Directions :: Judge whether each statement agrees with the excerpt on Green Tree's correspondence with the Debtor, answering yes or no and quoting the deciding words of that excerpt. 1. The letter dated April 19, 2013, assigned an account representative to the Debtor. 2. The letter dated July 2, 2013, assessed repair expenses of $87.64 to the Debtor's account. 3. DISCLAIMER #3 appeared only in the middle portion of Exhibit N and not on its payment coupon.

Extract to read ::
============
A letter dated March 28, 2013, from the Debtor's Attorney was received by Green Tree containing Exhibit B, the Debtor's Statement of Intention to surrender the Property, and Exhibit K, the Discharge of the Debtor. The letter stated that Green Tree's mailings to the Debtor constitute a willful violation of the discharge injunction ("Exhibit M").

The Monthly Informational Statement dated April 11, 2013, from Green Tree was received by the Debtor and contained a "Due Date: 05/01/2013 Total Due: $21,052.21" with a remittance address of: Green Tree, P.O. Box 94710, Palatine, IL 60094-4710, and stated "[a] late charge will be assessed if payment is not received within 15 days after the due date listed above." ("Exhibit N"). Exhibit N also had a payment coupon that said "Detach and return this portion with remittance." In the middle portion of Exhibit N was a disclaimer as follows:

THIS IS NOT A BILL. THIS STATEMENT IS FOR INFORMATIONAL PURPOSES ONLY. If you were an obligor on this account prior to the filing of a Chapter 7 bankruptcy, and you have received a discharge, and if the debt was not reaffirmed in the bankruptcy case, Green Tree is exercising only its rights under the security agreement as allowed by law. Green Tree is not attempting any act to collect or recover the discharged debt as your personal liability. If the above amount is not received by the stated date, Green Tree may exercise its right to seek possession of the collateral ("DISCLAIMER #3").
DISCLAIMER #3 was also located in the middle of the payment coupon in Exhibit N.

A letter dated April 19, 2013, from Green Tree was received by the Debtor assigning an account representative to the Debtor ("Exhibit O"). Exhibit O included DISCLAIMER #1 at the top of page one.

A notice dated April 25, 2013, from Green Tree was received by the Debtor indicating that the Debtor's account had been turned over to an attorney to commence foreclosure proceedings ("Exhibit P"). Exhibit P included DISCLAIMER #1 at the top of page one.

A letter dated July 2, 2013, from Green Tree was received by the Debtor notifying the Debtor that repair expenses in the amount of $147.64 were being assessed to her account ("Exhibit Q"). Exhibit Q included the following disclosure at the bottom of page one: "This communication is from a debt collector. It is an attempt to collect the debt, and any information obtained will be used for that purpose."

A letter dated July 19, 2013, from the Debtor's Attorney was received by Green Tree containing Exhibit K, the Discharge of the Debtor, and stating that further correspondence mailed to the Debtor will constitute a willful violation of the Discharge of the Debtor ("Exhibit R").

A letter dated August 2, 2013, from Green Tree was received by the Debtor notifying the Debtor that repair expenses in the amount of $87.64 were being assessed to her account ("Exhibit S"). Exhibit S included the following disclosure at the bottom of page one: "This communication is from a debt collector. It is an attempt to collect the debt, and any information obtained will be used for that purpose."
============
Image object location entries ::

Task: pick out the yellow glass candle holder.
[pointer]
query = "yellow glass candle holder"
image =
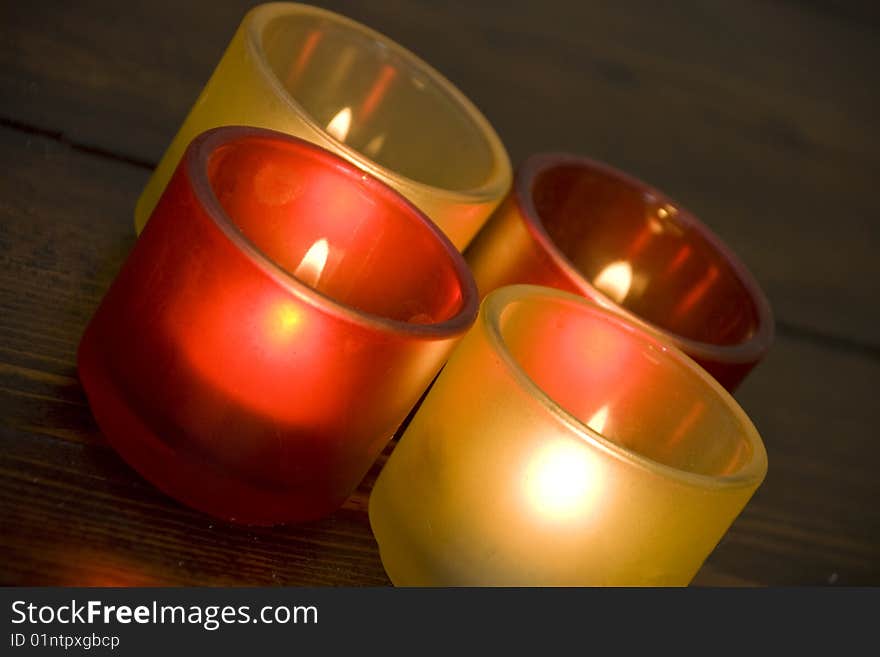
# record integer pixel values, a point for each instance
(327, 79)
(587, 451)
============
Solved exercise ::
1. Yes: "assigning an account representative to the Debtor"
2. No: "repair expenses in the amount of $147.64 were being assessed to her account"
3. No: "DISCLAIMER #3 was also located in the middle of the payment coupon in Exhibit N."